*Exercise brief*: Copy out all of the data below word for word.

==== Source records

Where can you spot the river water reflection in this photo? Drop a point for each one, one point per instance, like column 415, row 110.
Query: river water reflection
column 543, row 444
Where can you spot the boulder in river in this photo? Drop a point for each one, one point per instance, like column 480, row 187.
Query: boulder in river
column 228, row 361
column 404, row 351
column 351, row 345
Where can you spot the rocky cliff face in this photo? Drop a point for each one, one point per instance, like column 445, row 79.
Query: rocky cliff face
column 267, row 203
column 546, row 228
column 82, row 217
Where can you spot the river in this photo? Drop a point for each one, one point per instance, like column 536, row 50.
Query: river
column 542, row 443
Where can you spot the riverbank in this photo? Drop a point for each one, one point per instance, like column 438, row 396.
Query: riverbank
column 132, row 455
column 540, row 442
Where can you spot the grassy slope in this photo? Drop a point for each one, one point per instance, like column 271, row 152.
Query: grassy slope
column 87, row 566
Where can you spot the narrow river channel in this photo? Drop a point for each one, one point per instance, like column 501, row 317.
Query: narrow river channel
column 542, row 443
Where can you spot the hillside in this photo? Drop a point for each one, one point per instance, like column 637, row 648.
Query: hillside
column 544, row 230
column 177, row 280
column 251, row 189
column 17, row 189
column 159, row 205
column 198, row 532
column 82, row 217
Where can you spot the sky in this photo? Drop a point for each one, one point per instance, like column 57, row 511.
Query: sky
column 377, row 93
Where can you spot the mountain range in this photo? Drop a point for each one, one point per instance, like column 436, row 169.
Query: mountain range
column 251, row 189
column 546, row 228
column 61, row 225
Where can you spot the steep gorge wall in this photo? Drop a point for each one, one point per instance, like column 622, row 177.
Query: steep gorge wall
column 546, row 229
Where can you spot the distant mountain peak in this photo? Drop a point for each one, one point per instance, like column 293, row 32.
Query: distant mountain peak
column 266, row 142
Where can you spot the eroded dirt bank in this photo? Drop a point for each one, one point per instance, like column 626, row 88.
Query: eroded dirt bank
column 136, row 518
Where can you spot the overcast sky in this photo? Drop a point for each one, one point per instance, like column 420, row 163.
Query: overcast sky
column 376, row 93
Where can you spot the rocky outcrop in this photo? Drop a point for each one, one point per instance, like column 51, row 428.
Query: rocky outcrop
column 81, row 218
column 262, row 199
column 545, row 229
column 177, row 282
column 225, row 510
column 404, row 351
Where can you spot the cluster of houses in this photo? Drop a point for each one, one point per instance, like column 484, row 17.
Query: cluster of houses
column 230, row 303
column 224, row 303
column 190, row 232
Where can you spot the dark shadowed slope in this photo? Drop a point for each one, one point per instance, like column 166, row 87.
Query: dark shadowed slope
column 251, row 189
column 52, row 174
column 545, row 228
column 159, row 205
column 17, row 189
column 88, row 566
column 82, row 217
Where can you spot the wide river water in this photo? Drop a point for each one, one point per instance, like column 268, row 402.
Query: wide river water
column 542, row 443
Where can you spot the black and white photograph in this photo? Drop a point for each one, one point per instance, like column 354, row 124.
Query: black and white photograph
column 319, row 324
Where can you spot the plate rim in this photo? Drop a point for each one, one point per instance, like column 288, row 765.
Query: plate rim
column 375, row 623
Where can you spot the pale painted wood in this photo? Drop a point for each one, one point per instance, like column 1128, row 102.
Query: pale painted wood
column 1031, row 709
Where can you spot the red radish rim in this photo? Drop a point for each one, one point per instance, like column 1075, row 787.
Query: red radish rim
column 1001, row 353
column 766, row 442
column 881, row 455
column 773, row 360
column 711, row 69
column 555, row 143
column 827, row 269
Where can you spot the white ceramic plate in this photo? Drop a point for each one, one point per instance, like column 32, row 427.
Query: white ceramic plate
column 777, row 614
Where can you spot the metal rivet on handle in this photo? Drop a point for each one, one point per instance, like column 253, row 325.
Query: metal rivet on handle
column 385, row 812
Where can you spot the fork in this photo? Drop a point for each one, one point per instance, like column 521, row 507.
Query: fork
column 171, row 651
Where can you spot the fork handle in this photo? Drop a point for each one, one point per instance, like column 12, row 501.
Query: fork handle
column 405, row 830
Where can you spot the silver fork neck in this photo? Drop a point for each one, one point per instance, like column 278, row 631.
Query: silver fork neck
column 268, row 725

========

*Result for this exercise*:
Where can you spot the river water reflection in this photo? Drop a point for each one, one point per instance, like column 415, row 110.
Query: river water reflection
column 543, row 444
Where can you spot the boulder in river in this photo? Drop a point for each one, one point per instance, like column 480, row 187.
Query: boulder in river
column 228, row 361
column 404, row 351
column 351, row 345
Where can you spot the rocky cliff face in this photo? Drop a point for each one, one point per instance, like column 445, row 79.
Query: rocky cliff face
column 267, row 203
column 546, row 228
column 82, row 217
Where can you spot the river in this photo? Drop a point for each one, one point per instance, like column 536, row 50.
Query: river
column 542, row 443
Where can you spot the riverbank in this photo? Drop a point for each one, one point per instance, like column 438, row 396.
Query: riverbank
column 132, row 455
column 540, row 442
Where can you spot the grassy slope in this photo? Drop a point for each one, one point per instance, like column 271, row 152.
Query: grassy slope
column 87, row 566
Where can you spot the narrow river channel in this photo? Drop a point for each one, one point per instance, like column 501, row 317.
Query: narrow river channel
column 542, row 443
Where can you spot the hillside in this photo? Drop a point for each one, one point per instance, like column 637, row 648.
Query: hillside
column 544, row 230
column 177, row 280
column 251, row 189
column 17, row 189
column 159, row 205
column 198, row 532
column 82, row 217
Where can you spot the sky in this photo? Drop a point for each one, one point per instance, like column 57, row 511.
Query: sky
column 377, row 93
Where can you spot the mountain range in this photo? Drop a point for each one, one point per instance, like column 436, row 169.
Query: mountain range
column 251, row 189
column 546, row 228
column 61, row 225
Where can you spot the steep gorge wall in this photo? Drop a point for each one, one point per instance, like column 622, row 177.
Query: steep gorge wall
column 546, row 229
Where can you spot the distant mountain peak in this photo? Drop a point for each one, one point per instance, like column 293, row 32.
Query: distant mountain peak
column 266, row 142
Where can you spot the eroded dirt bank in this photo? Drop a point for each one, one point per instance, like column 626, row 88.
Query: eroded dirt bank
column 136, row 518
Where can you spot the overcast sky in this photo? Drop a point for each one, one point per instance, like column 420, row 163.
Query: overcast sky
column 376, row 93
Where can you spot the rocky outcrop in this photo? Drop a point for each one, one point per instance, like column 51, row 428.
Query: rocky outcrop
column 81, row 218
column 262, row 199
column 545, row 229
column 177, row 282
column 225, row 510
column 404, row 351
Where can you spot the cluster of houses in this photo? Drop a point for each one, one point per instance, like column 484, row 17.
Query: cluster of houses
column 230, row 303
column 224, row 303
column 190, row 232
Where can you spot the dark shadowed slope in this photo? Drop a point for each one, one point per instance, like column 166, row 87.
Query: dark shadowed slope
column 251, row 189
column 52, row 174
column 545, row 228
column 159, row 205
column 17, row 189
column 88, row 566
column 82, row 217
Where can you spot the wide river water in this photo? Drop a point for each one, one point per instance, like column 268, row 402.
Query: wide river water
column 542, row 443
Where can you spot the black and white photograph in this photo? Drop a point for each one, one point per instance, like column 354, row 124.
Query: black and white photograph
column 319, row 324
Where can you spot the plate rim in this photo? Drop a point for each one, one point per instance, like column 288, row 765.
Query: plate rim
column 375, row 623
Where can you spot the pale painted wood in this photo? Drop a point for each one, one point per instance, like column 1128, row 102.
Query: pale painted wood
column 1031, row 709
Where can you spot the red radish rim in this photo? Drop a point for each one, one point per instance, like column 1075, row 787.
Query: red radish rim
column 1001, row 353
column 766, row 442
column 881, row 455
column 773, row 360
column 711, row 69
column 555, row 143
column 827, row 269
Where can you spot the white ceramic plate in this photo? Drop a point for each one, one point per instance, like column 32, row 427.
Query: white ceramic plate
column 777, row 614
Where can you spot the metal rivet on handle in this photo? Drop a point for each one, one point per instance, like column 253, row 325.
Query: metal rivet on handle
column 385, row 812
Where can you spot the fork in this photo? Drop a point for each one, one point per instance, like column 521, row 507.
Query: fork
column 171, row 651
Where can you spot the fork handle in this photo? Drop a point for each one, one point per instance, like column 12, row 501.
Query: fork handle
column 405, row 830
Where can you spot the silver fork neck in this photo? Drop a point for each one, one point per instance, like column 278, row 631.
Query: silver fork neck
column 268, row 725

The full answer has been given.